→ **Short problem**: Exactly the lines from the line that has "the green foliage" through the final line below are to be retyped, and the pictures are not.

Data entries
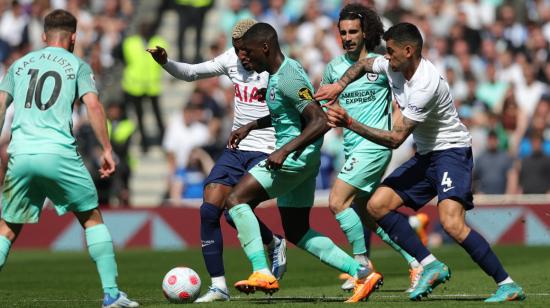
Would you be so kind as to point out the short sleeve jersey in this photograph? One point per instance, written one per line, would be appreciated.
(247, 106)
(289, 91)
(367, 100)
(44, 85)
(426, 98)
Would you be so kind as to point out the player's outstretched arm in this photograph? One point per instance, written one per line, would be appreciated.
(185, 71)
(331, 91)
(392, 139)
(315, 127)
(240, 133)
(96, 115)
(5, 100)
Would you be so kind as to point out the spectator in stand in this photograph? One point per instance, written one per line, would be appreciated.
(185, 133)
(534, 170)
(191, 15)
(142, 79)
(121, 130)
(494, 169)
(13, 23)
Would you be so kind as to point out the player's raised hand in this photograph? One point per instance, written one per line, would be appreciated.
(159, 54)
(328, 92)
(107, 164)
(338, 117)
(237, 136)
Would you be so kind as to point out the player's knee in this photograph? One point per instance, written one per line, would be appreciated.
(376, 208)
(232, 200)
(335, 206)
(210, 214)
(454, 226)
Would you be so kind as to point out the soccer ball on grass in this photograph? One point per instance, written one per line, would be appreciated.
(181, 285)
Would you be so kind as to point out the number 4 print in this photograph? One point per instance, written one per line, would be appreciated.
(446, 181)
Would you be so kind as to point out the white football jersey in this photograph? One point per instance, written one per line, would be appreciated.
(426, 98)
(247, 84)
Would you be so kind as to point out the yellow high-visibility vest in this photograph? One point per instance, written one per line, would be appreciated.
(194, 3)
(142, 75)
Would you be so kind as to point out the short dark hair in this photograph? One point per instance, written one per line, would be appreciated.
(60, 20)
(261, 32)
(405, 33)
(371, 24)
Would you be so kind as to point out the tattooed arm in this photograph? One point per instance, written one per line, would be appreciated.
(392, 139)
(331, 91)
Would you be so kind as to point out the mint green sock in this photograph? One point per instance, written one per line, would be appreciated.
(325, 249)
(351, 224)
(5, 245)
(249, 235)
(386, 238)
(100, 247)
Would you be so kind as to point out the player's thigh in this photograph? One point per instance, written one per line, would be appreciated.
(364, 170)
(453, 175)
(300, 196)
(278, 183)
(227, 172)
(410, 182)
(70, 186)
(22, 196)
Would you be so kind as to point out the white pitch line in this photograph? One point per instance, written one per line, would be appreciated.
(275, 298)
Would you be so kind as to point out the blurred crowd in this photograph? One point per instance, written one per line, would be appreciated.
(494, 54)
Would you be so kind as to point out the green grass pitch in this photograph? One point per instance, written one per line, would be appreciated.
(62, 279)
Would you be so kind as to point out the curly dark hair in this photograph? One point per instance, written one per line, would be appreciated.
(370, 23)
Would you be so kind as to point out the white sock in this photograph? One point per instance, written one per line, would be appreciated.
(273, 242)
(219, 282)
(429, 259)
(414, 264)
(265, 271)
(505, 281)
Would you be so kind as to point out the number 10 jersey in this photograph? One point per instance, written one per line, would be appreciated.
(44, 85)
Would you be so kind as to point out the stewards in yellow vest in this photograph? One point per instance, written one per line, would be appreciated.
(142, 79)
(191, 15)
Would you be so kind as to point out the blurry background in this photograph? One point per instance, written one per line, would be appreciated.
(167, 133)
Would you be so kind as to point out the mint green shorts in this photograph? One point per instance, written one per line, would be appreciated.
(291, 187)
(364, 170)
(31, 178)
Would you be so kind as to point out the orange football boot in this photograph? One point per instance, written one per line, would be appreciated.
(365, 286)
(258, 282)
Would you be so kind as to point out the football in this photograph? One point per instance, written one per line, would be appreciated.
(181, 285)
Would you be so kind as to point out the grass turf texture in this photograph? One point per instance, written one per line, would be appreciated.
(63, 279)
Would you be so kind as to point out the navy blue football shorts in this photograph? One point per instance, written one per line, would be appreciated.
(446, 174)
(232, 165)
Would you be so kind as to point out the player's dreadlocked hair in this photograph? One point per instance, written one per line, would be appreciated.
(262, 32)
(241, 27)
(370, 23)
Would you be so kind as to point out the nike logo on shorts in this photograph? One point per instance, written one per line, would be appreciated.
(446, 189)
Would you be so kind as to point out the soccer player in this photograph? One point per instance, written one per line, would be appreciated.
(369, 101)
(288, 174)
(249, 105)
(44, 162)
(442, 166)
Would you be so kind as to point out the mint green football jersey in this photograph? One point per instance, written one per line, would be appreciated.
(44, 85)
(367, 100)
(288, 93)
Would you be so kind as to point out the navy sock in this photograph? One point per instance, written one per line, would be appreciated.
(267, 235)
(366, 230)
(212, 239)
(399, 230)
(483, 255)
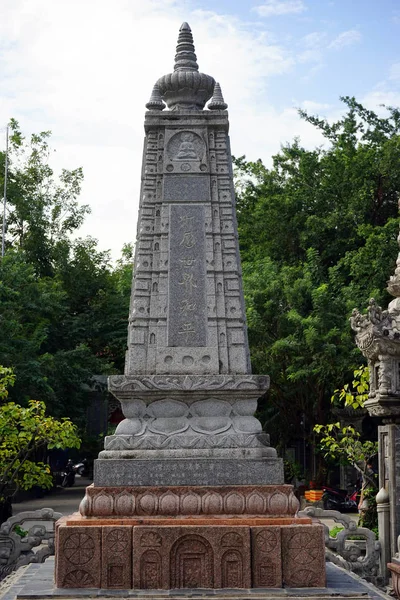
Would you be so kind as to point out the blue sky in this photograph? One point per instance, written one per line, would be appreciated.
(85, 68)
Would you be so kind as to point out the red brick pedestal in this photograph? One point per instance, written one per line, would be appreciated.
(165, 550)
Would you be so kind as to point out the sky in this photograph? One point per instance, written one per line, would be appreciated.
(84, 69)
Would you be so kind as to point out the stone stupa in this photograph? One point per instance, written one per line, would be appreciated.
(188, 492)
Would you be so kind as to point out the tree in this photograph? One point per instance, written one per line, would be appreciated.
(347, 445)
(23, 432)
(64, 306)
(317, 235)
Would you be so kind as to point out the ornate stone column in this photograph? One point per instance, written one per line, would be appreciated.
(378, 337)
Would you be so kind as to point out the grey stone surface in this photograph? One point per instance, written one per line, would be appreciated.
(37, 582)
(189, 471)
(187, 390)
(187, 316)
(16, 551)
(186, 88)
(194, 188)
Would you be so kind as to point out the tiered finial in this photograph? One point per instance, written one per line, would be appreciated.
(217, 101)
(394, 282)
(185, 58)
(186, 88)
(155, 102)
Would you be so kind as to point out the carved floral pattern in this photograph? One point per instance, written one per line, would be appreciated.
(79, 548)
(209, 501)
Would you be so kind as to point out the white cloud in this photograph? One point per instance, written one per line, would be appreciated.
(394, 72)
(85, 69)
(273, 8)
(346, 38)
(314, 39)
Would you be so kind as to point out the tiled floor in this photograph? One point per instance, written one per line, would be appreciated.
(35, 582)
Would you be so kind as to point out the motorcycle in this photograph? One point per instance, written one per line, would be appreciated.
(66, 477)
(82, 468)
(341, 500)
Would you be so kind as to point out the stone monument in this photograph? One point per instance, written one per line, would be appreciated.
(188, 493)
(378, 337)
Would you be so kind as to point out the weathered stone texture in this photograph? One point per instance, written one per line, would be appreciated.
(191, 557)
(303, 556)
(266, 556)
(273, 501)
(78, 557)
(116, 552)
(188, 471)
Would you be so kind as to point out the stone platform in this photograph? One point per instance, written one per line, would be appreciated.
(208, 500)
(174, 553)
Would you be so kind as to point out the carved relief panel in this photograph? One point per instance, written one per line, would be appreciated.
(185, 151)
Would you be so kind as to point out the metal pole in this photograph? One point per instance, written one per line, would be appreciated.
(3, 239)
(383, 509)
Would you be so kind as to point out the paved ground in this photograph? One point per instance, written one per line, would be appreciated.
(63, 500)
(35, 582)
(66, 501)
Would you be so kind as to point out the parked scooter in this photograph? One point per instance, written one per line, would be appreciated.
(82, 468)
(66, 477)
(341, 500)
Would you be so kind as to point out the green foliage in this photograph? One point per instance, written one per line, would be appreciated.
(64, 306)
(318, 236)
(293, 471)
(369, 516)
(23, 432)
(345, 443)
(356, 393)
(335, 530)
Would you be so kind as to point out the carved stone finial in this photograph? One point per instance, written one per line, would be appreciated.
(155, 102)
(186, 88)
(217, 101)
(185, 58)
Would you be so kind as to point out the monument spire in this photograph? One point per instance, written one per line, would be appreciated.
(186, 88)
(185, 58)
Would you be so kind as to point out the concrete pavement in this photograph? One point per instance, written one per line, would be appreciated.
(63, 500)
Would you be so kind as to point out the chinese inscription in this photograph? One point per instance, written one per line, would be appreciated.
(187, 317)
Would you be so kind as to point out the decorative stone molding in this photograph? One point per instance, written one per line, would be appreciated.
(378, 337)
(123, 385)
(186, 88)
(277, 501)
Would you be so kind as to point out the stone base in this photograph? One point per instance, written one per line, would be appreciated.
(187, 471)
(190, 501)
(394, 568)
(110, 555)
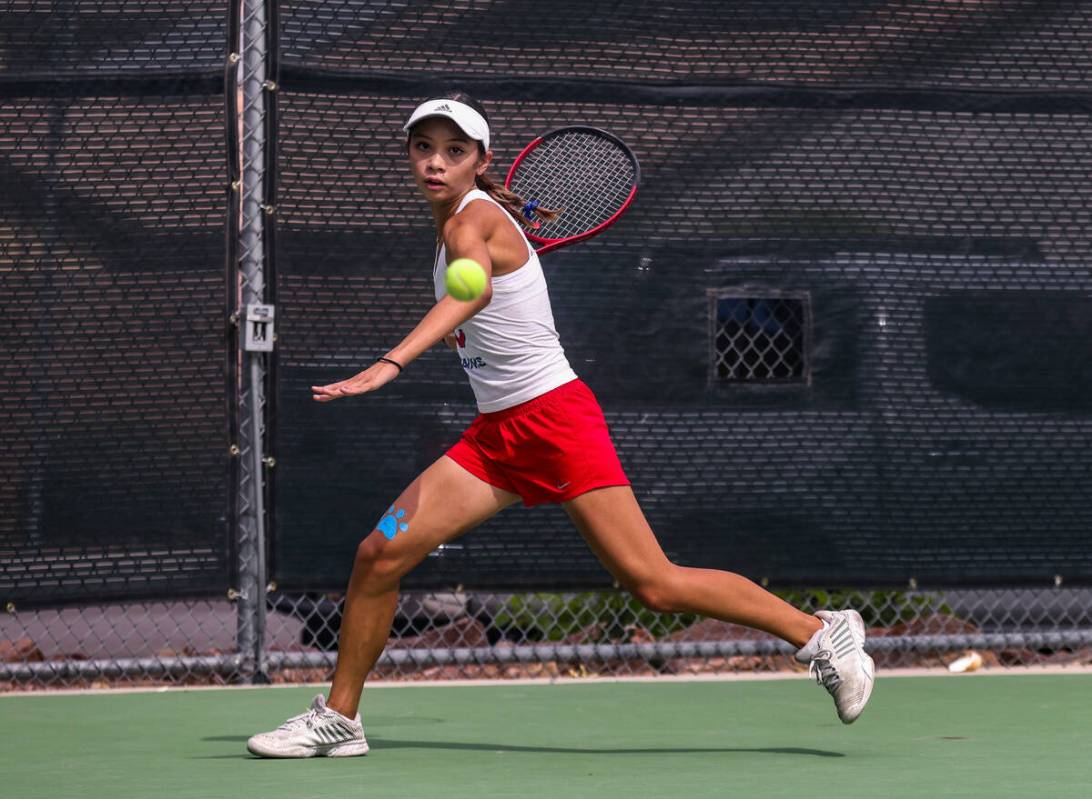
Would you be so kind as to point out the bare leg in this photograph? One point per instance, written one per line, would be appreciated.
(613, 524)
(442, 503)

→ **Output below**:
Would you be so kind as to point out the green foliage in this photograph? One point per instance, written one per line, would be appreciated.
(64, 306)
(318, 236)
(293, 471)
(369, 516)
(23, 432)
(345, 443)
(356, 393)
(335, 530)
Would you be so kind as to point out the carved stone finial in this photograph? One point per instance, written one per line, would be appreciated.
(155, 102)
(186, 88)
(217, 101)
(185, 58)
Would you be so kind as to point out the monument spire in this photograph? One point per instance, written one per line, would be appreciated.
(186, 88)
(185, 58)
Would you be so kind as to point out the concrete pavement in this photograph? One point per instance, written one per line, would be appreciated.
(63, 500)
Would you be so kind as to point out the chinese inscription in this photograph? One point per instance, written one per line, would be appreciated.
(187, 317)
Would you be so kind as to point out the decorative stone molding in this photograph? One point per instance, written one per line, would be appreciated.
(378, 337)
(123, 385)
(186, 88)
(277, 501)
Would you be so kind as to point out the stone base in this photograph? One point per instance, written one per line, would be appreciated.
(187, 471)
(190, 501)
(394, 568)
(110, 555)
Would you be so kind as to point out the bare leg in this photograph? One point per instance, written one per line, would be appreciated.
(613, 524)
(442, 503)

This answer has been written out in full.